* **What you will do**
Rewrite every item below with "whole pixels" replaced by "integer pixels", keeping everything else the same. Omit the pictures from your answer.

++++ Given data ++++

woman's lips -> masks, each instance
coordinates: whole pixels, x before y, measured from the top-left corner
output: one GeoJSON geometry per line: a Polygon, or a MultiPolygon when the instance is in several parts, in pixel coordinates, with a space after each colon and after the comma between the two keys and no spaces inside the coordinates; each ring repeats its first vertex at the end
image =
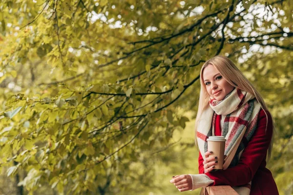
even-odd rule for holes
{"type": "Polygon", "coordinates": [[[218,91],[216,91],[215,92],[215,93],[213,93],[213,95],[217,95],[218,94],[219,94],[220,93],[220,92],[221,92],[222,91],[222,90],[218,90],[218,91]]]}

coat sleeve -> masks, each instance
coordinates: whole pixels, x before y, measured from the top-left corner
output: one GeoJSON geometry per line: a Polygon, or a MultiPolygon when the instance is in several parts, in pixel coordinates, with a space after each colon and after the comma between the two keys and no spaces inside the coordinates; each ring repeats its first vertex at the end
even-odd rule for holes
{"type": "MultiPolygon", "coordinates": [[[[205,174],[214,181],[210,186],[229,185],[237,186],[246,184],[252,180],[260,163],[264,159],[265,160],[272,135],[272,117],[268,112],[266,113],[268,122],[267,129],[267,117],[265,112],[261,110],[257,119],[257,129],[244,149],[237,165],[224,171],[205,174]]],[[[201,168],[200,165],[199,166],[200,170],[201,168]]]]}
{"type": "Polygon", "coordinates": [[[204,169],[204,158],[203,156],[199,151],[199,154],[198,155],[198,173],[200,174],[203,174],[205,173],[205,169],[204,169]]]}

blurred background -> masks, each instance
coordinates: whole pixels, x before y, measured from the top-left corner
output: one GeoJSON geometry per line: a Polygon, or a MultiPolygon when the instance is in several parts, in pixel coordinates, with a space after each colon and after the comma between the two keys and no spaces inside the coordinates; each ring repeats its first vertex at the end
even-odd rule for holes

++++

* **Final result**
woman's lips -> masks, each instance
coordinates: integer pixels, x before y, measured from the top-left corner
output: one GeoJSON geometry per line: a Polygon, or a MultiPolygon when the instance is in several parts, in pixel coordinates, with a space after each colon and after the comma between the two keys and no spaces inside the coordinates; each ring repeats its first vertex at the end
image =
even-odd rule for holes
{"type": "Polygon", "coordinates": [[[218,91],[216,91],[215,92],[215,93],[213,93],[213,95],[217,95],[218,94],[219,94],[220,93],[220,92],[221,92],[222,91],[222,90],[218,90],[218,91]]]}

coat sleeve -> masks, each instance
coordinates: integer pixels, x before y, measured from the top-left corner
output: one GeoJSON geometry per line: a Polygon, or a MultiPolygon when the instance is in several parts, in pixel coordinates, with a space after each colon and after the comma between the two keys and no spaces inside the coordinates; each ring repeats its first vertex at the end
even-odd rule for holes
{"type": "MultiPolygon", "coordinates": [[[[205,174],[214,181],[210,186],[229,185],[237,186],[246,184],[252,180],[260,163],[264,159],[265,160],[272,135],[272,117],[268,112],[266,113],[268,122],[267,129],[267,117],[265,112],[261,110],[257,119],[257,129],[244,149],[237,165],[224,171],[205,174]]],[[[201,168],[200,165],[199,166],[200,170],[201,168]]]]}
{"type": "Polygon", "coordinates": [[[204,169],[204,158],[203,156],[199,151],[199,154],[198,155],[198,173],[200,174],[203,174],[205,173],[205,169],[204,169]]]}

blurred background -> masks, each instance
coordinates: integer pixels, x before y, measured from the top-left corner
output: one GeoJSON geometry per line: a Polygon, or a MultiPolygon when the instance is in several parts, in pixel coordinates, with a space after each colon and after the comma between the two keys and no spaces inside the coordinates; each ring repeats its first vertex at the end
even-odd rule for holes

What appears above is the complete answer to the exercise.